-- start Extract provided --

# HD and Lowes tools lower quality???



## MikeyJP1980 (Sep 30, 2011)

I hear often that Home Depot and Lowes tools are lower quality. I have to purchase some new cordless tools soon. 3 combo kits and 5 cordless drills and they are all past retirement. Mostly Dewalt stuff which has served me well but I am open to discussion for new products.


----------



## angus242 (Oct 20, 2007)

Oh jeez....again.

This has been brought up time and time again but it has NEVER...let me repeat...._*NEVER*_ been proven as true.


----------



## Sar-Con (Jun 23, 2010)

I can't wait, a Lows is opening up next door to a HD, now I can finally see what all the hype is about. 

No, maybe I can wait:whistling:whistling


----------



## The Coastal Craftsman (Jun 29, 2009)

Wooooooooooooooooooohoooooooooooooooo :no:


----------



## Kent Whitten (Mar 24, 2006)

I was told this AGAIN this week by (surprise) the tool dealer I go to now. They said that even the tool rep says the tools at HD and Lowes use cheaper parts.

The madness never ends.


----------



## Rich D. (Oct 14, 2011)

-- end Extract provided --
-- start Records shown --

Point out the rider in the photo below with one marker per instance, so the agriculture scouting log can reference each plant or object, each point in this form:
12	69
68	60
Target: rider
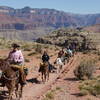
16	58
69	51
45	57
61	53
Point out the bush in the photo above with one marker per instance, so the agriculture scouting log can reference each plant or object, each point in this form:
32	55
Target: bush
85	69
91	86
27	60
32	53
38	48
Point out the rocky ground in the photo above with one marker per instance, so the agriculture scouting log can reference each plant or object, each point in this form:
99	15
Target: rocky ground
63	86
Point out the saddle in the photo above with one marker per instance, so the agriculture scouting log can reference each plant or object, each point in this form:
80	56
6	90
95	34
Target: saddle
20	68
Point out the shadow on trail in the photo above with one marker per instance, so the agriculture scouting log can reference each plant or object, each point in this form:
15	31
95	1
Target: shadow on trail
77	94
3	95
33	80
71	79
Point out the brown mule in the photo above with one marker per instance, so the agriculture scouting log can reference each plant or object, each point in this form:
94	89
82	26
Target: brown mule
11	78
44	69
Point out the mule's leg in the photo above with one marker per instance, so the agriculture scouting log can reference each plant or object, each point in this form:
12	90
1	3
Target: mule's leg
21	91
10	94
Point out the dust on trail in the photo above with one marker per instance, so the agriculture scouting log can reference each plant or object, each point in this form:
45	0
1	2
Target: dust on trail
35	91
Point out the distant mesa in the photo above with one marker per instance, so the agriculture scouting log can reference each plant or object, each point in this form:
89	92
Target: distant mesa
30	18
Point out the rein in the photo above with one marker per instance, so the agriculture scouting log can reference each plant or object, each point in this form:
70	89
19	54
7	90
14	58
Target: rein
14	78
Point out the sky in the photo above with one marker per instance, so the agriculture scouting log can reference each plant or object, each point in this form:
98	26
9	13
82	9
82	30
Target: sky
73	6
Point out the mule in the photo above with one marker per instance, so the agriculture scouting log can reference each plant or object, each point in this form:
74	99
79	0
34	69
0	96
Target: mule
44	69
59	64
11	78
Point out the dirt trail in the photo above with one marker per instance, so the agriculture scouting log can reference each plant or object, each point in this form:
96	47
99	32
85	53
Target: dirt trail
34	91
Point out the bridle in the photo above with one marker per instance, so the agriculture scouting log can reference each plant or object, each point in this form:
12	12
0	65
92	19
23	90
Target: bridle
13	78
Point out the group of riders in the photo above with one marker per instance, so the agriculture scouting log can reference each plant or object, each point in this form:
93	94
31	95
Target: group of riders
16	57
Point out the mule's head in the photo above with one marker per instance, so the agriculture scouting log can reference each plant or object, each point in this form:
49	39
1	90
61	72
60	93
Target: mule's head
3	64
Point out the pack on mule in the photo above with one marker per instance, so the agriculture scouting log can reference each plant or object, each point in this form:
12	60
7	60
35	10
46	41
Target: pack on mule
59	64
11	78
44	69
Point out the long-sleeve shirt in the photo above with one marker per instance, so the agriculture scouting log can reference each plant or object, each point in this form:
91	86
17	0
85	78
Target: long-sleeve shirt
16	56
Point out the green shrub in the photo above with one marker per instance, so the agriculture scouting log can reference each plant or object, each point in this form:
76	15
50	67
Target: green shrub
27	60
85	69
91	86
32	53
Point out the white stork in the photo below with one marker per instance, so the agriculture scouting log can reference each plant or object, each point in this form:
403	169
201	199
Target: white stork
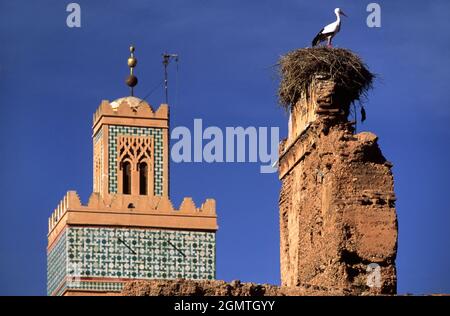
329	31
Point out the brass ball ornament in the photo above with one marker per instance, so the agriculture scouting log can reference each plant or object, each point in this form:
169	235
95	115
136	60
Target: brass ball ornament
132	61
131	81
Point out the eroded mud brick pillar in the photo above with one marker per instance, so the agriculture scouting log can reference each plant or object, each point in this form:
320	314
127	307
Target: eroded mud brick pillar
338	223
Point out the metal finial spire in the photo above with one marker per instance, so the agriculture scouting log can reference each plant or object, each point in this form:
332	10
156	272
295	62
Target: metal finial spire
166	60
131	79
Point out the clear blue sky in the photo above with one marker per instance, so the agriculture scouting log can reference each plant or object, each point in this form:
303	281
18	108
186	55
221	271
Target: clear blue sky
52	78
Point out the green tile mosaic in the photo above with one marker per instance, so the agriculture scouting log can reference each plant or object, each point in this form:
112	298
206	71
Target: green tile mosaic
131	254
57	264
157	133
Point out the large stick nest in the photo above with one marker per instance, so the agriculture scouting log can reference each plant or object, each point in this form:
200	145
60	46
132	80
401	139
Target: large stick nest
298	68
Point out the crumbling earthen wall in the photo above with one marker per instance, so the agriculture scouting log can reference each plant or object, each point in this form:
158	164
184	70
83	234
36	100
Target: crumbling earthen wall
182	287
337	201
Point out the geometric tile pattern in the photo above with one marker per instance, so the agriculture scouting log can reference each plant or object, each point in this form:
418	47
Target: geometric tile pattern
129	253
114	131
56	264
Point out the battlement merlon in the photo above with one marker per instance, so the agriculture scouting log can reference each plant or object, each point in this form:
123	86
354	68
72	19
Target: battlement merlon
130	111
119	210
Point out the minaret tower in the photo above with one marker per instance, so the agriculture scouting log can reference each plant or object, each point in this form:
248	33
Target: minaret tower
129	229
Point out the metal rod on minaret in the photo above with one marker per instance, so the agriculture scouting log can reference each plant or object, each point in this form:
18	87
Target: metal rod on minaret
131	79
166	60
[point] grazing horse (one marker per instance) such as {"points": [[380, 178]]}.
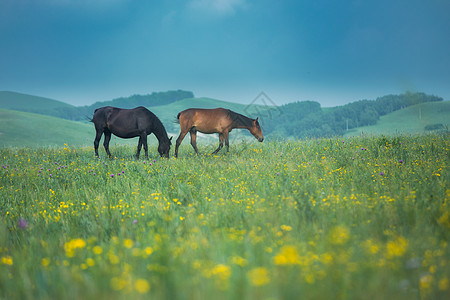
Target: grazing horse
{"points": [[129, 123], [218, 120]]}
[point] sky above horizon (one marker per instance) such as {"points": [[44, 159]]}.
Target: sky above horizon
{"points": [[332, 52]]}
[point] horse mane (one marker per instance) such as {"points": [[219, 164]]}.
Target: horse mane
{"points": [[239, 119]]}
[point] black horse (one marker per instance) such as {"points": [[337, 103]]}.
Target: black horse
{"points": [[129, 123]]}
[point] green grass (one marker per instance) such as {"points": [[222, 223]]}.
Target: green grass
{"points": [[168, 113], [22, 129], [410, 120], [13, 100], [359, 218]]}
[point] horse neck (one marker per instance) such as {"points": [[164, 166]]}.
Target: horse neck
{"points": [[242, 121], [160, 132]]}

-- end Records shown --

## Written problem
Can you sum up the forum thread on Home Depot and Lowes tool quality in two sentences?

## Answer
A poster who must replace 3 combo kits and 5 cordless drills, mostly Dewalt, says they often hear that Home Depot and Lowes tools are lower quality. One reply insists the claim has never been proven, and another says a tool dealer repeated it that week, citing a tool rep who said the tools at those stores use cheaper parts.